-------- 本文

1990年以降に開催された夏冬のオリンピックの分野ごとのスコア推移
1992年以降に開催された夏冬のオリンピックの分野ごとのスコア推移

 

 各オリンピックの採点では、2002年の米ソルトレークシティの冬季オリンピックが71点でトップ。第二位は仏アルベールビルの冬季オリンピック。夏季オリンピックで最もスコアが高かったのは、1992年のスペイン・バルセロナオリンピックの56点だった。 ただ、論文は一位のソルトレークシティも汚職疑惑が影を落とし、前年9月11日の米国同時多発事件からの観光復興を目指した点などから「サステナビリティとは縁遠い」と指摘している。アルベールビルも新たな競技施設の建設で環境破壊問題を引き起こしている。

 

 最もスコアが低かったのは2014年のロシア・ソチでの冬季オリンピックと、2016年のブラジル・リオデジャネイロでの夏季オリンピック。その次が「まだ始まっていない」東京オリンピックだ。東京の減点要因では、公的資金による資金拠出が全体の50%を超えている点と、法的に違反はないが、500人以上の人々がオリンピックのために移住を余儀なくされた、と指摘している。新設の競技施設も平均以下の評価しか得られていない。施設の約20%が新設設備である点もマイナス評価だ。

----------------
-------- データ抜粋

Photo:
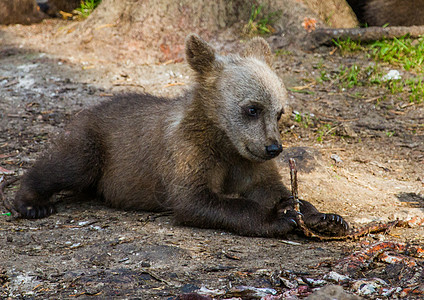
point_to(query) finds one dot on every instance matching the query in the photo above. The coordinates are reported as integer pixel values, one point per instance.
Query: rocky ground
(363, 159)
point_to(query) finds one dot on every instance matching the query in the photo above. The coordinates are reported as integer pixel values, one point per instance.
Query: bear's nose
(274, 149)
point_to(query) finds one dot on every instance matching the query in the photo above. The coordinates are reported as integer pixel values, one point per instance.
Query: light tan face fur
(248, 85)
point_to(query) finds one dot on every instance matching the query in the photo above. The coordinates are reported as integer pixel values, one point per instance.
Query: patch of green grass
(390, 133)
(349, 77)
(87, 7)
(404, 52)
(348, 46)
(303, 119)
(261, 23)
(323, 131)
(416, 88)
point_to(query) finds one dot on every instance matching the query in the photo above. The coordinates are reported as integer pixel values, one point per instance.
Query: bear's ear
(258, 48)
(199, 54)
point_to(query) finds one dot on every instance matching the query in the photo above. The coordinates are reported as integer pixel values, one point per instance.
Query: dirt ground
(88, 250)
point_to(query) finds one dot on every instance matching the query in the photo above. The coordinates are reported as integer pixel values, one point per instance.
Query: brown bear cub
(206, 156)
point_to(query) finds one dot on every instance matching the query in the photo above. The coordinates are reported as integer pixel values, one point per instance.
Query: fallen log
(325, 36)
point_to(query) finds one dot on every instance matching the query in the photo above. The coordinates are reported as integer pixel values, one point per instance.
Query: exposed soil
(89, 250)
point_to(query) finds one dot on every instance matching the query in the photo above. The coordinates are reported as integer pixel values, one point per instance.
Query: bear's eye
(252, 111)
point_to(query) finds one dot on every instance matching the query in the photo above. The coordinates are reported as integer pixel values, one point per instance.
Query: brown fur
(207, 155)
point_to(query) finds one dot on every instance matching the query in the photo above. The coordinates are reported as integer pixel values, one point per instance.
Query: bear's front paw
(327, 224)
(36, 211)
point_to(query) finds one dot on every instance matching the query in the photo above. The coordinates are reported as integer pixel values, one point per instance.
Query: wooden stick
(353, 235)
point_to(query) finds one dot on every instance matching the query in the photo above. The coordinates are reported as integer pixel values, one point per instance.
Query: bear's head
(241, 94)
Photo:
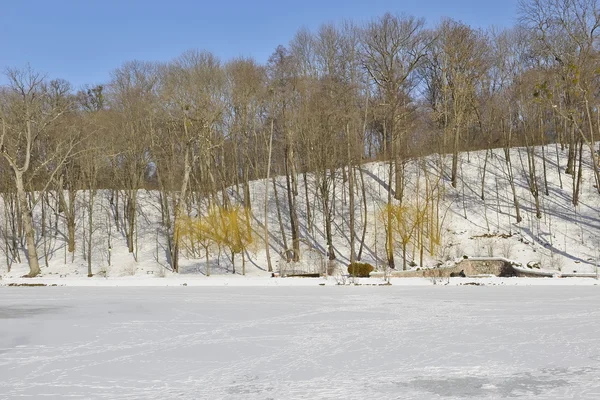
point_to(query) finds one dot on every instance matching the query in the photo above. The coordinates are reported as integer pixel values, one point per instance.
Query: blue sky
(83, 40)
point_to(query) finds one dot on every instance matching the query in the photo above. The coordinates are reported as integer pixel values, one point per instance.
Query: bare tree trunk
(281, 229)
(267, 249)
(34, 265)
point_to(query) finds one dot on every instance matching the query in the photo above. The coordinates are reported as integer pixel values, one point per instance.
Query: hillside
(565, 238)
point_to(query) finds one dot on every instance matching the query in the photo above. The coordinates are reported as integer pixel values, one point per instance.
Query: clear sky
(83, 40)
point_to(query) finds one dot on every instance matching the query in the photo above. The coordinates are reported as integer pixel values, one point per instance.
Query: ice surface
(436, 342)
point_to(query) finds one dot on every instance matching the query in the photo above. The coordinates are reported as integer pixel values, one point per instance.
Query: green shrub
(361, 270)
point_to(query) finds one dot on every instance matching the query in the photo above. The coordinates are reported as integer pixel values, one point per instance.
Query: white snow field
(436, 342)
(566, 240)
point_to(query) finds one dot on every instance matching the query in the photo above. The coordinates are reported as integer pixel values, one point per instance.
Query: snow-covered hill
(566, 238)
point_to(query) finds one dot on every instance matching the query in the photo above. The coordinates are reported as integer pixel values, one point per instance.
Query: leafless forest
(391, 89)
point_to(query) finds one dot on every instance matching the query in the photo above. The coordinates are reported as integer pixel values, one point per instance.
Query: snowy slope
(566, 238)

----------------

**作業課題 A:**
オリンピックのスコアに関する本文を二文で要約してください。
**作業課題 B:**
オリンピックのスコアに関する本文に基づいて、次の問いに答えてください。
(i) 夏季オリンピックで最もスコアが高かったのはどの大会で、何点でしたか。
(ii) アルベールビルは何によって環境破壊問題を引き起こしたとされていますか。
(iii) 東京オリンピックの施設のうち、新設設備は約何%を占めていますか。
**作業課題 C:**
オリンピックのスコアに関する本文を、最後の文の後から書き継いでください。

**模範解答 A:**
2002年のソルトレークシティ冬季オリンピックが71点でトップとなりましたが、論文は汚職疑惑や観光復興を目指した点などから「サステナビリティとは縁遠い」と指摘しています。最もスコアが低かったのは2014年のソチと2016年のリオデジャネイロで、その次に低い東京では、公的資金の拠出が50%を超える点や500人以上が移住を余儀なくされた点などが減点要因とされています。

**模範解答 B:**
(i) 1992年のスペイン・バルセロナオリンピックで、56点でした。
(ii) 新たな競技施設の建設によってです。
(iii) 約20%です。

**模範解答 C:**
 

 ただ、新型コロナウイルス感染拡大で、観客や関係者の来日・参加が大幅に制限されそうなので、「訪問者のフットプリント」は環境的には減少することが予想される。一方で、仮に協議中にコロナウイルス感染拡大を引き起こすと「社会的な安全性」で大きな減点になる。政府が目指す「コロナ禍克服のオリンピック」としての評価が得られて、サステナビリティ・スコアを高めるかどうかは、現時点では微妙と言わざるを得ない。